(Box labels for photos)
******
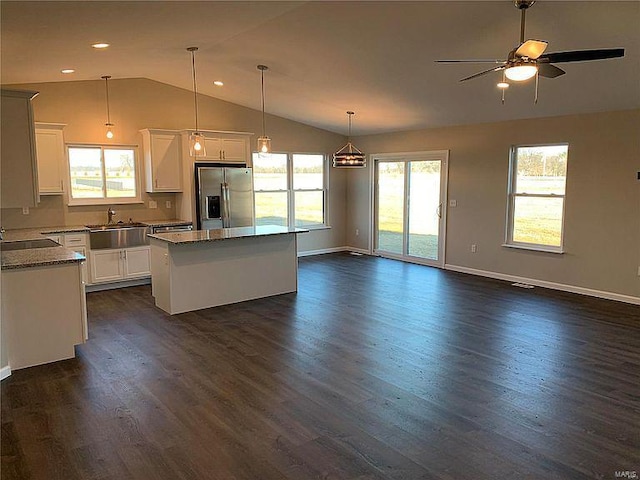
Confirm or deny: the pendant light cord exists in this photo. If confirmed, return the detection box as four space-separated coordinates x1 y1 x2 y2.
103 76 111 124
191 48 198 133
260 69 266 137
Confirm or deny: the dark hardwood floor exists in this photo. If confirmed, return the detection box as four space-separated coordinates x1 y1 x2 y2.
1 254 640 480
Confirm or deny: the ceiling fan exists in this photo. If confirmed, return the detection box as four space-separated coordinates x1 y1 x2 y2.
436 0 624 103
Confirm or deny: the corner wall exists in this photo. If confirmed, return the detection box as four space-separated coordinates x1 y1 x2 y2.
347 110 640 300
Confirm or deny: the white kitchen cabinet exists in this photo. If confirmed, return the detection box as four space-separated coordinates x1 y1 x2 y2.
89 246 151 283
0 89 40 208
1 263 88 370
203 134 249 163
35 123 67 195
140 129 182 193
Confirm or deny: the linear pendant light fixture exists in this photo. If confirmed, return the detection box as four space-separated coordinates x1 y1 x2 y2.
257 65 271 156
101 75 115 140
187 47 207 157
333 111 367 168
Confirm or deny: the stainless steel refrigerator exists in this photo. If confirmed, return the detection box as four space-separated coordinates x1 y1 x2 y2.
195 163 254 230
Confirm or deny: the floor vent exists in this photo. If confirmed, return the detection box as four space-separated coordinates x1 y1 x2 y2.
511 282 534 288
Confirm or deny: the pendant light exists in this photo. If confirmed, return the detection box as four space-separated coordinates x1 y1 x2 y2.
333 112 367 168
101 75 115 140
187 47 207 157
258 65 271 156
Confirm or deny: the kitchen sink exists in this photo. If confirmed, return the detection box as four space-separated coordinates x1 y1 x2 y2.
87 223 149 250
0 238 60 252
85 222 147 231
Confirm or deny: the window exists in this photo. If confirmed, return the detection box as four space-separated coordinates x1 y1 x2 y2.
507 145 569 253
253 153 326 228
68 145 140 205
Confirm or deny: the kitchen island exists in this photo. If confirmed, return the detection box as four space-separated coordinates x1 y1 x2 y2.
0 234 88 378
149 225 307 315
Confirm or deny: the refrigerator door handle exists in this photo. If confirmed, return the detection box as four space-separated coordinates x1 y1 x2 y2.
220 183 231 228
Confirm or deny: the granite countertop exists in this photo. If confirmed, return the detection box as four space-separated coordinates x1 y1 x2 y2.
140 218 193 227
0 245 86 270
149 225 309 245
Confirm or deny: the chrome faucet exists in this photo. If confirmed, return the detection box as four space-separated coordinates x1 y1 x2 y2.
107 207 116 225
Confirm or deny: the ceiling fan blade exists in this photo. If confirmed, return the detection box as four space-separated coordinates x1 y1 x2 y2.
516 40 549 60
435 60 505 64
538 63 566 78
539 48 624 63
460 65 505 82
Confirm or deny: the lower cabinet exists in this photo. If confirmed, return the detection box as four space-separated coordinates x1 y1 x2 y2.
89 246 151 283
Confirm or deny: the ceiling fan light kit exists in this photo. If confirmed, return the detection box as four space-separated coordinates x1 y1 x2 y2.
436 0 624 103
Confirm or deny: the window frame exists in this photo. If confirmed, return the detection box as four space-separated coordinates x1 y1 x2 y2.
251 151 331 230
65 143 144 206
502 142 569 254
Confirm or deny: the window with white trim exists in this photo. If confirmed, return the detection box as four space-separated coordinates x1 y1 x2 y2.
506 144 569 253
253 153 327 228
67 145 141 205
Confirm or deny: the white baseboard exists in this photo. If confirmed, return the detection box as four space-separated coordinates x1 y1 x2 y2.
298 247 370 257
298 247 347 257
444 264 640 305
84 277 151 292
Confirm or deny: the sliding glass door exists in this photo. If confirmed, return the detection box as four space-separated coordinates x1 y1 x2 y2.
374 151 448 267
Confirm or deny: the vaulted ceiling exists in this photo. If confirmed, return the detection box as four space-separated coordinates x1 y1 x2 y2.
0 0 640 135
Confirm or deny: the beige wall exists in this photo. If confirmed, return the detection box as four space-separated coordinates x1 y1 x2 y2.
1 79 346 250
347 110 640 297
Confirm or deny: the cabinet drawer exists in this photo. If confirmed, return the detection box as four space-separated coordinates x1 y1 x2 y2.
64 233 87 247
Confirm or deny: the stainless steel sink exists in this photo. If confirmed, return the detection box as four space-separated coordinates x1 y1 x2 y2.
0 238 60 252
87 223 149 250
85 222 147 231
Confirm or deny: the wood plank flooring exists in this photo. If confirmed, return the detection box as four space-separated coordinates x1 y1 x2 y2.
1 254 640 480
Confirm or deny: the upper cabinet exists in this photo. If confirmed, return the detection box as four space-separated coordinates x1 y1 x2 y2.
0 89 40 208
184 130 252 166
36 122 67 195
140 129 182 193
204 134 249 163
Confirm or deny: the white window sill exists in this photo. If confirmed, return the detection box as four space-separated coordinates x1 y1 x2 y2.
67 198 144 207
502 243 564 255
296 225 331 231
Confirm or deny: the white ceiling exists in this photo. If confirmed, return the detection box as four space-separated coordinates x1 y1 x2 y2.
0 0 640 135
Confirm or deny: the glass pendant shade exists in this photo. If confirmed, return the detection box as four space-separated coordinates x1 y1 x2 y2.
189 132 207 157
333 112 367 168
504 65 538 82
333 142 367 168
258 136 271 156
104 122 114 140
******
Aim => Return every entry above word for word, omitting the pictures.

The result =>
Confirm or deny: the pendant light cord exists in this photo. If confirmed, return the detection box as four space-separated coordinates x1 y1 x2 y2.
103 76 111 124
191 48 198 133
260 69 266 137
Confirm or deny: the dark hardwood floor exists in this photo. If confirmed, return the detection box as four space-separated coordinates x1 y1 x2 y2.
1 254 640 480
Confirm or deny: the ceiling fan exists in this photo. If confirmed, return the detection box as four space-separated coordinates x1 y1 x2 y2.
436 0 624 103
Confirm or deny: the corner wall exists in this photo. If confirmed, return the detection box as four space-separated coordinates x1 y1 x2 y2.
347 110 640 300
Confirm or deny: the white kitchen cabinet exists in this photo. If confirmed, return the detection box as four space-separated coordinates x1 y1 x2 y2.
89 246 151 283
0 89 40 208
1 263 88 370
203 134 249 163
35 123 67 195
140 129 182 193
Confirm or deny: the linear pendant light fixture exists in this photo. If confirmed, return the detection box as four space-separated coordinates x1 y1 x2 y2.
257 65 271 156
101 75 115 140
187 47 207 157
333 111 367 168
Confirm or deny: the stainless steel refrigerator exists in this photo. If confirmed, return the detection box as four space-separated coordinates x1 y1 x2 y2.
195 163 254 230
Confirm or deny: the floor vent exists in this photo. If confirmed, return the detection box as four space-separated coordinates x1 y1 x2 y2.
511 282 534 288
Confirm or deny: the pendant light exists in this photo. If confirmed, return the detection box as four space-separated coordinates x1 y1 x2 y2.
333 112 367 168
101 75 115 140
187 47 207 157
258 65 271 156
Confirm or deny: the kitchen sink exists in this photo. If confirmed, return the detection box as four space-separated coordinates x1 y1 x2 y2.
87 223 149 250
0 238 60 252
85 222 147 231
Confirm or deny: the window exists in this photo. If confirmed, return the detection box as four space-separated coordinates x1 y1 x2 y2.
507 145 569 253
253 153 326 228
68 145 140 205
Confirm or deny: the kitchen island exists in this photo. If confirmed, return the detection box as four space-separated coordinates x1 y1 x2 y2.
0 234 88 378
149 225 307 315
Confirm or deny: the refrigerator door handle exists in this photo. If confirmed, return the detection box as four space-separated coordinates x1 y1 x2 y2.
220 183 231 228
Confirm or deny: the granite countertop exists in this photo. If confirmed, return the detection box as four space-separated coordinates x1 y1 x2 y2.
140 218 193 227
0 245 86 270
149 225 309 245
Confirm or deny: the chrome faucet exists in this photo. If confirmed, return the detection box as four space-separated coordinates x1 y1 x2 y2.
107 207 116 225
Confirm or deny: the ceiling fan blade exists in this photo. If confirmed, return the detection box as four space-separated coordinates x1 y1 x2 y2.
516 40 549 60
435 60 505 64
538 63 566 78
539 48 624 63
460 65 505 82
Confirm or deny: the lower cabinet exists in this photo. If confirmed, return the detection box as four space-separated coordinates x1 y1 x2 y2.
89 246 151 283
Confirm or deny: the ceiling fan light kit exists in this photo. If confirmed, return the detection box as four space-separated coordinates x1 y1 x2 y2.
436 0 624 103
Confirm or deny: the window frame exists in this photo. If confirmed, return the detection box as four space-separated coordinates x1 y1 x2 y2.
251 151 331 230
65 143 144 206
502 142 569 254
Confirm or deny: the window with white trim exists in this photo. If confirmed, return the detection box as four space-separated coordinates x1 y1 x2 y2.
506 144 569 253
253 153 327 228
67 145 141 205
Confirm or deny: the white baseboard exists in this photo. If confirmed, return the detection box as four space-separated coordinates x1 y1 x2 y2.
298 247 370 257
298 247 347 257
444 264 640 305
84 277 151 292
Confirm or deny: the sliding glass door exists in this photo. If confirmed, return the detection box as four space-separated coordinates x1 y1 x2 y2.
374 151 448 267
Confirm or deny: the vaulted ceiling exists in this photo. If confirmed, return the detection box as four space-separated coordinates x1 y1 x2 y2.
0 0 640 135
Confirm or deny: the beige wall exists in this photo. If confirmed, return the detection box as four space-separated coordinates x1 y1 x2 y2.
1 79 346 250
347 110 640 297
Confirm or deny: the cabinet drawer exists in this photo. If confirmed, return the detection box as four space-separated coordinates x1 y1 x2 y2.
64 233 87 247
Confirm or deny: the stainless steel sink exists in this photo. If confirmed, return the detection box as four space-separated coordinates x1 y1 x2 y2.
0 238 60 252
87 223 149 250
85 222 147 231
Confirm or deny: the wood plank flooring exists in this photo. If confirmed, return the detection box as four space-separated coordinates x1 y1 x2 y2.
1 254 640 480
Confirm or deny: the upper cabinet exists in this photo. If confirmed, return the detection box as four space-separated coordinates x1 y1 x2 y2.
0 89 40 208
184 130 252 166
36 122 67 195
140 129 182 193
204 134 249 163
Confirm or deny: the white window sill exists in this photo. If confirmed, return the detection box as four space-separated coordinates x1 y1 x2 y2.
67 198 144 207
502 243 564 255
296 225 331 231
Confirm or deny: the white ceiling exists in this photo. If confirmed, return the detection box as four space-separated coordinates x1 y1 x2 y2.
0 0 640 135
Confirm or deny: the glass pendant shade exists in this photo. If confirmed, return the detection box as four space-separated coordinates x1 y1 x2 y2.
189 132 207 157
333 112 367 168
504 65 538 82
333 142 367 168
258 136 271 156
104 122 114 140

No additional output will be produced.